• Page extract:
Tuesday, March 7, 2017

Trumpcare, Some Questions You Might Ask: Will the "Pro-Life" Catholic Bishops Provide Access to Healthcare for Millions Who Lose Coverage?


To borrow shamelessly from the title of a Mary Oliver poem, some questions you (and I) might ask now that the horror show of the Trumpcare "replacement" plan for the Affordable Care Act has been unveiled:

1. As millions lose healthcare coverage, will the "pro-life" U.S. Catholic bishops and "pro-life" white Catholics who have helped to set all of this into motion provide access to healthcare for those millions of poor people? 
2. Pope Francis speaks of the church as a field hospital for the wounded: will Catholic churches, chanceries, religious communities be taking in all the people in need of medical coverage now? 
3. Lying white evangelicals say they oppose state healthcare coverage because the church should provide such coverage: when and where did their churches ever provide healthcare coverage for the millions who needed it prior to the Affordable Care Act?
4. Who, precisely, among "pro-life" white Christians will now step up to the plate and take care of the healthcare needs of millions about to lose their coverage so that the super-rich can have more tax cuts?

I'd like to hear some honest, real answers to these questions.

• Referring expression data:
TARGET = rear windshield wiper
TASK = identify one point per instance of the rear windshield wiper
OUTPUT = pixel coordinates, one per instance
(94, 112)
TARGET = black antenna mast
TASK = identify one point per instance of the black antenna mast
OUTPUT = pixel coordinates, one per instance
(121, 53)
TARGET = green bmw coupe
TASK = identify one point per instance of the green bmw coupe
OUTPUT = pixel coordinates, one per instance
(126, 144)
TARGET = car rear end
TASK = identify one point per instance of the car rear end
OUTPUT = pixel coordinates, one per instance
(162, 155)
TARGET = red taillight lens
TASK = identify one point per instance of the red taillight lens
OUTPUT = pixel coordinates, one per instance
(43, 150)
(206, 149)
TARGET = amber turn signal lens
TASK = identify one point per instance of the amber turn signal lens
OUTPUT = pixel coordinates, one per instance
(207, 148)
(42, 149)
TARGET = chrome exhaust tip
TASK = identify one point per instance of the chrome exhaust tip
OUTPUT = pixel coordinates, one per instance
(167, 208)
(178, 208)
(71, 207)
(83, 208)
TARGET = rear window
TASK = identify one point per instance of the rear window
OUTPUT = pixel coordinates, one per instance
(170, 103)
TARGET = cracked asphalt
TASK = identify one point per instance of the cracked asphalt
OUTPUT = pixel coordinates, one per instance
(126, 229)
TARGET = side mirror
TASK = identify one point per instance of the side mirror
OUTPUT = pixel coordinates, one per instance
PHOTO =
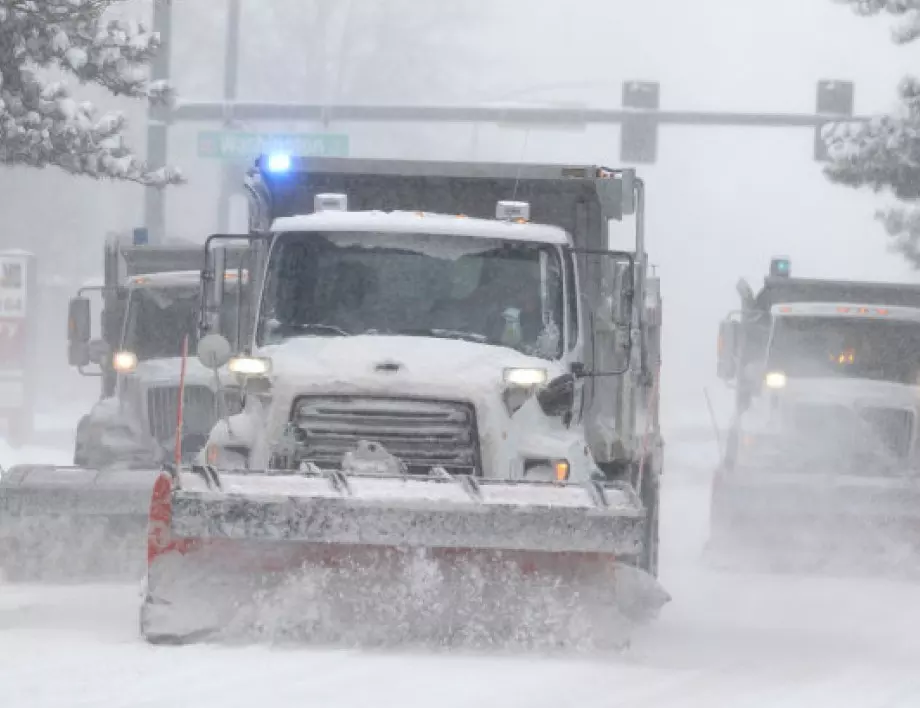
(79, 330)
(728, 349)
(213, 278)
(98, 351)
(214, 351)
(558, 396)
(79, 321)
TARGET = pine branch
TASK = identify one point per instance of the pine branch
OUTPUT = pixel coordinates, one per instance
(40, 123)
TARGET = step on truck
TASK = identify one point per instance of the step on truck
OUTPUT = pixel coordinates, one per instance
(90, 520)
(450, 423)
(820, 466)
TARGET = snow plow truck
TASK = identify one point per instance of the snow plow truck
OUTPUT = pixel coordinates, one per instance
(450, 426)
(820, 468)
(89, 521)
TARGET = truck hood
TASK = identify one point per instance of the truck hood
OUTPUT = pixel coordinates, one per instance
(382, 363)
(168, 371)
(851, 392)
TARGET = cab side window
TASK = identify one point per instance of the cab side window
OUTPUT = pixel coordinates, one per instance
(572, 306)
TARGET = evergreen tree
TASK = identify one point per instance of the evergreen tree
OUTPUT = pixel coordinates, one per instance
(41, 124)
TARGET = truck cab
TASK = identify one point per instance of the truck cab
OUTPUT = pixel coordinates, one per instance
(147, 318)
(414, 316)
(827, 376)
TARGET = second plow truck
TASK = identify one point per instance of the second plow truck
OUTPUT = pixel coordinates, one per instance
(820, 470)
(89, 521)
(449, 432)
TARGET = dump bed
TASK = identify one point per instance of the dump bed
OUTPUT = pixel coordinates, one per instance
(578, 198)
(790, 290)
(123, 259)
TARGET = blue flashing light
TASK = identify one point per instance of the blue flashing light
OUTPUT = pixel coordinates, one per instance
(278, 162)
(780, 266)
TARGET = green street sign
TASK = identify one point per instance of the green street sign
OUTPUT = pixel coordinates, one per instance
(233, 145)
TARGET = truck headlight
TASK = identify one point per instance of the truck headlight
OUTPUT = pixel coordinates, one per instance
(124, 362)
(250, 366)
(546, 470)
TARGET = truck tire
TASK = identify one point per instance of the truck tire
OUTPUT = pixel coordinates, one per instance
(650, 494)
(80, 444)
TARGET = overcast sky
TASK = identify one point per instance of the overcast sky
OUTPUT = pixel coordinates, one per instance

• Work request: Continue the blog post about Trumpcare and the "pro-life" Catholic bishops, starting after its final sentence.

• Result of the task:
So long as we don't have a universal system such as exists in various permutations in virtually every other wealthy industrialized country, the only real measure of policy success or failure is the number of people who have health care coverage - not theoretical access to coverage, coverage. Health savings accounts may have some marginal utility as they exist today. They don't count as health care coverage. Democrats and everyone else who cares for the millions who are about to be tossed onto the chopping block need to force an honest setting of the terms of the debate now. The number of uninsured people has dropped dramatically over the last five years. It's about to start going up against. It will go up even higher once the mid-term elections are past since the GOP plan is designed to push much of the bloodletting past the mid-term election. The current plan also starts the phaseout of Medicaid and preps for the phaseout of Medicare - a key policy goal for Paul Ryan. 
The number of people with usable insurance is the only measure that counts. "Access" is bullshit.